- EXERCISE REQUIREMENTS:
1. Which usernames head the posts in the thread about how often to water? List all of them.
2. Can you write what comes next in the forum thread about how often to water, picking up right after its final line?

- TEXT PASSAGE:
——
# How often do you water?



## kalikisu (Feb 26, 2009)

Hey guys and girls just thought I'd check-in on this subject and see how some of the rest of us water our plants. Currently I use 3-5 gallon buckets. I have one reveg in 5 gal, one new bagseed in 5 gallon. They are both in flower and are doing well. I watered every 5-6 days in veg and now water 3-5 days in flower. I check moisture with my finger sticking it about a inch down in the soil, If its dry to the touch time to water. My temps are around 77-82, I'm running 175 watt mh,150 watt hps,70 watt hps and flouro side lighting. What is strange to me is at watering I use maybe half a gallon of water but the girls look happy. I wonder should I give them water till the bottom drips or if it aint broke dont fix it? Let me know how you water,how much and how often. Thanks


----------



## soulsmoker (Feb 26, 2009)

Hey Kalikisu, I'm in my first grow right now using 3 gallon buckets because I have a height issue so didn't need them getting too huge.. Anyways I am currently watering about every 3-4 days.. I water them until some of the water is draining out of the bottom of the buckets.. Once it seems like it is done draining, its back into the grow room..  Also from what I've been told and read if you really don't want to water the plants for 6 days cause of laziness or going out town or something, you water until it drains, wait about 20-30 minutes, then water until it drains again.. This then makes sure that the root wad is fully saturated.. Good luck, I'm right there with ya, and I'm sure you'll get some more help from more experienced growers..


----------



## UKgirl420 (Feb 26, 2009)

if it aint broke dont fix it ,,,,

i water my plants when they need it ,,some need more than others that are in the same size pots ,,,and some need watering everyday others 1 every 4 days ,,,its each to there own i suppose :48:


----------



## thedonofchronic (Feb 26, 2009)

just water each plant indevidually, when their almost bone dry


----------



## Locked (Feb 26, 2009)

Every 2 days it seems for the girl in soil.... the DWC needs water to be added daily... they drink like crazy...


----------



## 420thestoner (Feb 26, 2009)
——
- EXTRACTED RECORDS:
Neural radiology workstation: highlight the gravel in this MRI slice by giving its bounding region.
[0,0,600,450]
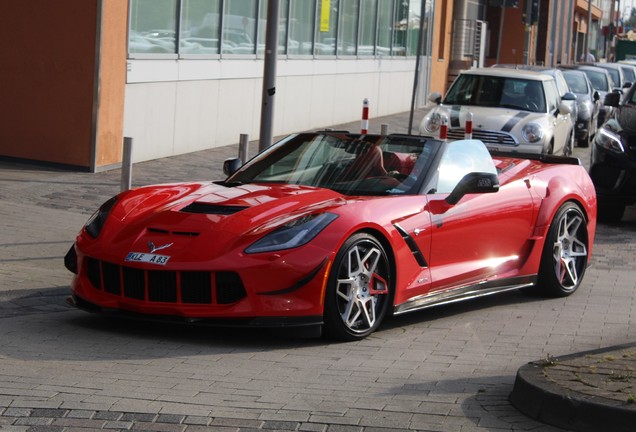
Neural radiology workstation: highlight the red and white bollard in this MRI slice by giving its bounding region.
[464,112,473,139]
[360,98,369,134]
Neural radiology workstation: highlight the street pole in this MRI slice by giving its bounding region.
[408,0,427,135]
[258,0,280,151]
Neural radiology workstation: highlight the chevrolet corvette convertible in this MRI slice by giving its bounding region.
[65,131,596,340]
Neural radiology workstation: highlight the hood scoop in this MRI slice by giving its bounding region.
[181,202,248,216]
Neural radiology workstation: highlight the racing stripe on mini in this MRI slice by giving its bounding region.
[450,105,462,127]
[501,111,529,132]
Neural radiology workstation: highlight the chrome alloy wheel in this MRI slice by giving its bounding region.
[325,233,391,340]
[552,207,587,290]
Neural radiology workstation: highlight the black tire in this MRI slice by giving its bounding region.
[539,202,589,297]
[324,233,393,341]
[598,204,625,223]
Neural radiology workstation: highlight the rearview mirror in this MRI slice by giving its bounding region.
[223,158,242,176]
[446,172,499,205]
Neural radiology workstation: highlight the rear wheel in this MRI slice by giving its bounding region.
[324,233,392,341]
[539,203,589,297]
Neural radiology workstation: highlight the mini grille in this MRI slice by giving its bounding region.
[86,258,247,304]
[181,202,247,215]
[448,129,517,146]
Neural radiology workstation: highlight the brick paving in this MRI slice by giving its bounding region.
[0,109,636,432]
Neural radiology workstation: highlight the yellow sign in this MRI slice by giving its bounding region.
[320,0,331,32]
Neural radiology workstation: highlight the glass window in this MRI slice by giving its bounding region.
[358,0,378,56]
[338,0,359,56]
[376,0,393,56]
[179,0,221,54]
[221,0,257,54]
[314,0,339,55]
[128,0,177,54]
[287,0,316,55]
[391,1,409,56]
[436,140,497,193]
[338,0,359,56]
[256,0,288,56]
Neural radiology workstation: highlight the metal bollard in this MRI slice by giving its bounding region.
[360,98,369,135]
[120,137,132,192]
[239,134,249,164]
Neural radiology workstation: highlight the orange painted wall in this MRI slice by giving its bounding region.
[95,0,128,170]
[499,8,525,64]
[0,0,97,167]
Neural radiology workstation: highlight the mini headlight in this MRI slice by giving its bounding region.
[521,123,545,144]
[245,213,338,253]
[84,196,117,238]
[594,127,625,153]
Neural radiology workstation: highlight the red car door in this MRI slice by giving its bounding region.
[428,179,533,290]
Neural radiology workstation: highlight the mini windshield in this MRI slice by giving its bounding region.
[226,132,439,195]
[443,74,546,112]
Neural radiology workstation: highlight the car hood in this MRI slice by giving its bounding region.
[99,183,346,262]
[441,105,548,132]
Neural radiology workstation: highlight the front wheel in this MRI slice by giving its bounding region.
[539,203,589,297]
[324,233,392,341]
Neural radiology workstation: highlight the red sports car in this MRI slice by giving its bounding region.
[65,132,596,340]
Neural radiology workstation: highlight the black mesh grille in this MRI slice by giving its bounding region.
[86,258,247,305]
[148,271,177,303]
[86,258,102,289]
[216,272,245,304]
[102,262,121,295]
[181,272,212,304]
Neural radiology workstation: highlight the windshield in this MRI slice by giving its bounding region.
[563,72,588,94]
[226,133,439,195]
[444,74,546,112]
[584,70,609,92]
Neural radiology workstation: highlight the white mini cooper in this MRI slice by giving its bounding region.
[420,68,576,156]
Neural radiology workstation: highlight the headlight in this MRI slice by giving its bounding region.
[84,196,117,238]
[521,123,545,144]
[245,213,338,253]
[594,127,625,153]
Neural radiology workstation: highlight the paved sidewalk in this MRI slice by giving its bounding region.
[0,111,636,432]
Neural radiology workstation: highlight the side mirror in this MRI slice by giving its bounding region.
[561,92,576,101]
[446,172,499,205]
[559,102,572,115]
[223,158,242,176]
[603,92,621,107]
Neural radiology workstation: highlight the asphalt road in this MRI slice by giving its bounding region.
[0,112,636,432]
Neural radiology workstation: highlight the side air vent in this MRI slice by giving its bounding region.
[393,224,428,267]
[181,202,247,216]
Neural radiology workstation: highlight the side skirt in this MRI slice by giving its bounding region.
[393,275,537,315]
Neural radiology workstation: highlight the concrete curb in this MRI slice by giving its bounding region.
[510,343,636,432]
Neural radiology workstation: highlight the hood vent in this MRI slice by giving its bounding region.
[181,202,247,216]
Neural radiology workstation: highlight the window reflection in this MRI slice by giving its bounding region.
[221,0,257,54]
[128,0,432,57]
[128,0,177,54]
[179,0,221,54]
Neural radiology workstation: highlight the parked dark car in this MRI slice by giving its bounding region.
[590,84,636,222]
[594,62,632,91]
[561,64,617,126]
[563,69,601,147]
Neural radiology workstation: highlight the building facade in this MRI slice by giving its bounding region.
[0,0,434,171]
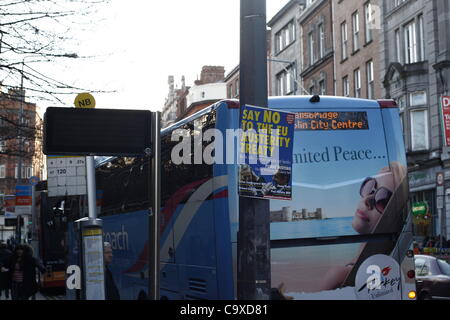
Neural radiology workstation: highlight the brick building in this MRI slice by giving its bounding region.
[333,0,382,99]
[298,0,335,95]
[380,0,450,238]
[267,0,306,96]
[161,66,226,128]
[0,89,44,195]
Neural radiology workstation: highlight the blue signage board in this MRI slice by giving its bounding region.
[239,105,295,200]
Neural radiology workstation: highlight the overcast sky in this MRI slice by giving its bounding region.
[42,0,288,115]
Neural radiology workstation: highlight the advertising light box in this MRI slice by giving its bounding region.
[44,107,151,156]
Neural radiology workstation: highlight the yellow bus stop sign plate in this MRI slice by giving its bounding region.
[74,92,95,109]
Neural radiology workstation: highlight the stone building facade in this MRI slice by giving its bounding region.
[380,0,450,238]
[0,89,44,195]
[333,0,382,99]
[298,0,335,95]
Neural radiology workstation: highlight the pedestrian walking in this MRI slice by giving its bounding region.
[0,242,12,299]
[9,244,46,300]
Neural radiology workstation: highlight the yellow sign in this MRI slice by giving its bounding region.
[74,92,95,109]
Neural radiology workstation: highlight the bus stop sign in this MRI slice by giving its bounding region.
[44,107,152,156]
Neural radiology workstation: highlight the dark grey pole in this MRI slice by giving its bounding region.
[237,0,270,300]
[148,112,161,300]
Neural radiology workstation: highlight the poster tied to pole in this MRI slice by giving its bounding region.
[238,105,295,200]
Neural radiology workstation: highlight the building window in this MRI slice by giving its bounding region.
[14,166,33,179]
[397,96,406,145]
[275,20,295,54]
[308,32,316,66]
[342,76,350,97]
[395,29,402,63]
[366,60,375,99]
[341,22,348,60]
[404,21,419,64]
[411,109,428,151]
[409,91,427,107]
[352,11,359,52]
[354,69,361,98]
[364,3,373,43]
[319,23,325,58]
[319,80,326,96]
[417,14,425,61]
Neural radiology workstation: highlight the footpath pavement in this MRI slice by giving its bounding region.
[0,292,66,301]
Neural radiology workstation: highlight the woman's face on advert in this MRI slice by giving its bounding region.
[352,170,394,234]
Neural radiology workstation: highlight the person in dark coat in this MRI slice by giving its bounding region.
[9,244,46,300]
[0,242,12,299]
[103,242,120,300]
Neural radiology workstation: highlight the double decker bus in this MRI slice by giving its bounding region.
[73,96,415,299]
[31,181,87,294]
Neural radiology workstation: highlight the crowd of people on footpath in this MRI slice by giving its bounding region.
[0,240,46,300]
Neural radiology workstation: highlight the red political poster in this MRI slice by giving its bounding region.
[442,96,450,147]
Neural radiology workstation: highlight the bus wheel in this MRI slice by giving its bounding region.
[138,290,148,300]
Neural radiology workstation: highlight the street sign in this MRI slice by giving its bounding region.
[44,107,152,156]
[47,156,87,197]
[73,92,95,109]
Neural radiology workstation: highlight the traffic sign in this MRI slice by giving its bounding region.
[44,107,152,156]
[28,176,39,186]
[74,92,95,109]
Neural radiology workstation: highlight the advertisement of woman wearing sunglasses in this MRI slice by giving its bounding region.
[352,162,406,234]
[320,162,407,290]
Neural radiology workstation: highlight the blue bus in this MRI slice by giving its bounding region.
[73,96,415,300]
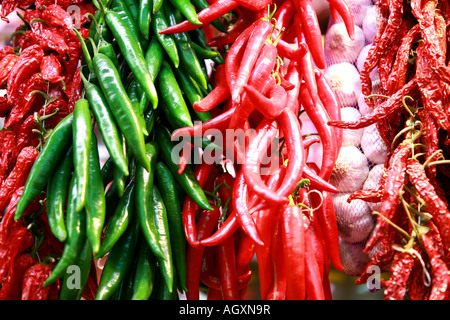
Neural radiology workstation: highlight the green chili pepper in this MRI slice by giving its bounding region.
[158,61,193,128]
[156,161,186,291]
[153,186,175,290]
[105,11,158,106]
[47,148,73,242]
[59,241,93,300]
[174,68,212,122]
[135,141,165,259]
[72,99,92,211]
[109,0,142,49]
[43,175,87,287]
[81,71,129,176]
[155,126,212,210]
[95,212,139,300]
[112,133,129,197]
[151,7,180,68]
[97,38,120,72]
[123,0,139,23]
[127,80,148,137]
[86,134,106,253]
[164,1,207,89]
[14,113,73,221]
[191,42,220,60]
[169,0,203,26]
[139,36,164,114]
[92,53,150,169]
[139,0,153,40]
[96,182,135,258]
[152,0,164,13]
[131,237,157,300]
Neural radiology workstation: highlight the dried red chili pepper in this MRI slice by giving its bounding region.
[406,158,450,252]
[0,53,19,84]
[0,147,39,211]
[7,45,44,103]
[384,252,415,300]
[41,54,64,83]
[22,263,56,300]
[365,142,412,251]
[0,253,38,300]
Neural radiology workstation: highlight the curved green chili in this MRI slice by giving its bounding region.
[169,0,203,26]
[86,134,106,253]
[157,61,193,129]
[152,186,175,291]
[151,7,180,68]
[164,2,207,89]
[131,237,157,300]
[155,126,212,210]
[59,241,93,300]
[96,182,135,258]
[92,53,150,169]
[139,36,164,114]
[136,141,164,258]
[14,113,73,221]
[105,11,158,106]
[139,0,153,40]
[72,99,92,211]
[43,175,87,287]
[81,71,129,176]
[156,161,186,291]
[47,148,73,242]
[174,68,212,122]
[95,212,139,300]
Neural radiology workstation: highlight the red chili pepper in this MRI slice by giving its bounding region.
[216,226,240,300]
[315,69,342,150]
[277,108,306,196]
[186,207,220,300]
[300,86,338,181]
[406,158,450,248]
[384,252,414,300]
[193,64,230,112]
[328,0,355,40]
[159,0,239,34]
[0,147,39,211]
[280,205,306,300]
[0,53,19,84]
[42,4,74,30]
[232,170,263,245]
[364,142,412,251]
[244,120,289,204]
[0,253,37,300]
[244,84,287,119]
[6,45,44,103]
[302,215,325,300]
[22,263,56,300]
[265,215,289,300]
[206,14,252,48]
[230,19,273,103]
[41,54,64,83]
[292,0,327,70]
[310,191,344,271]
[181,162,214,247]
[5,73,47,128]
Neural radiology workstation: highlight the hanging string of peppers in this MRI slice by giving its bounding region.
[329,0,450,300]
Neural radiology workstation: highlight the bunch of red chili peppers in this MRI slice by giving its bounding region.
[329,0,450,300]
[167,0,353,300]
[0,1,94,300]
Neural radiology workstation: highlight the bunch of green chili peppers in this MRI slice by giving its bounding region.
[15,0,229,300]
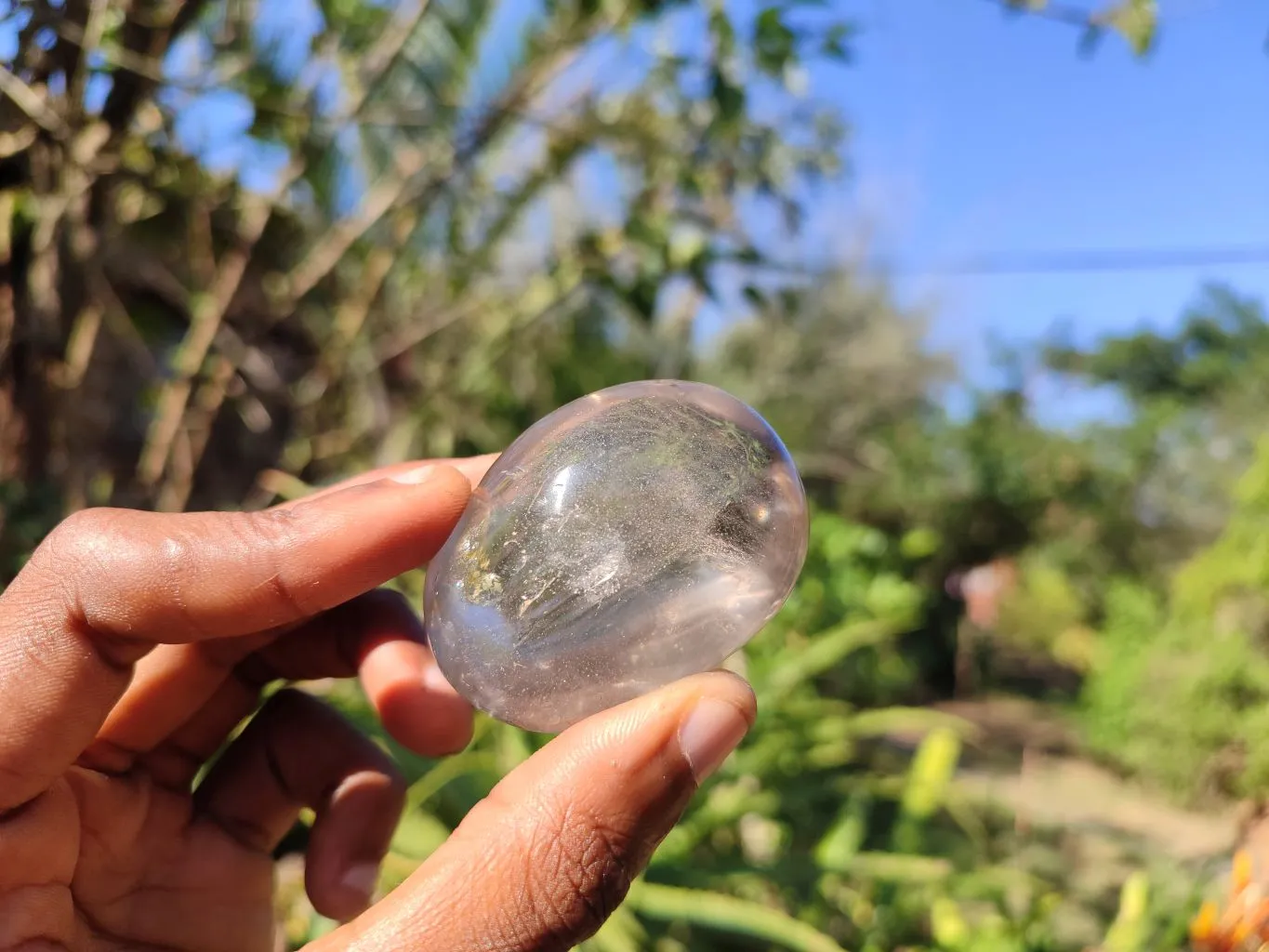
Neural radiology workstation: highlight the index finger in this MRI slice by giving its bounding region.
[294,453,501,500]
[0,466,470,811]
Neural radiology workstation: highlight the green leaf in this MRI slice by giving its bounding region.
[627,881,845,952]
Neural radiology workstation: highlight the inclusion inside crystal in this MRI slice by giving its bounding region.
[425,381,807,731]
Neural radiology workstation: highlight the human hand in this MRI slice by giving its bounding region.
[0,458,754,952]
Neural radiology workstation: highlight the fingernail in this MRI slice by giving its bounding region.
[389,466,437,486]
[340,863,379,905]
[679,698,748,783]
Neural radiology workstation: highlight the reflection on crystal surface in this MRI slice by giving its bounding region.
[427,381,807,731]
——
- RESULTS OF THE TASKS:
1. kalikisu, soulsmoker, UKgirl420, thedonofchronic, Locked, 420thestoner

2.
i all ways let it drain out. i start mine then take them out side so im only watering in a 24oz cup but i allways wait untill water runs out. if there real dry i water then let stand for 10 to 30 min then water again.


----------



## PencilHead (Feb 27, 2009)

I'm in 5 gal buckets too. I tried a gallon of water and it over ran my trays. Then I did 1/2 gallon and none ran out and I had to water again pretty soon. Today I tried 3/4 gallon and got some good run out but not so much as to run over. I dig down as far as my two fingers can reach--if it's dry I water; if it's even damp, I wait. I'm running 1200w in the South so I'm probably heating up more than you, but I water every 3-5 days. Good luck.


----------



## kalikisu (Feb 27, 2009)

Thanks guys and girls. I havent really had any watering problems but have started some new strains that seem to drink alot more than my ol' sats. They are indica dom. I hope this will serve those who have watering problems. Keep er green


----------



## Medman (Feb 27, 2009)

Each one of my girls drinks 2 gals a piece every 3 days   

I can't wait to see the root system on these after harvest.

They sure are pretty though. Its seems the sativa drinks a little more heavily than the rest for me.


----------



## phatpharmer (Feb 27, 2009)

I grow my girls in 1 gal pots and give them 500ml every other day in veg and 750ml everyother day in flower!


----------



## Medman (Feb 27, 2009)

PP your avatar makes me smile everytime. What a kodak moment. Reminds me of the traveling Gnome commercials. I can just imagine that ad.


----------



## Muddy Paws (Feb 27, 2009)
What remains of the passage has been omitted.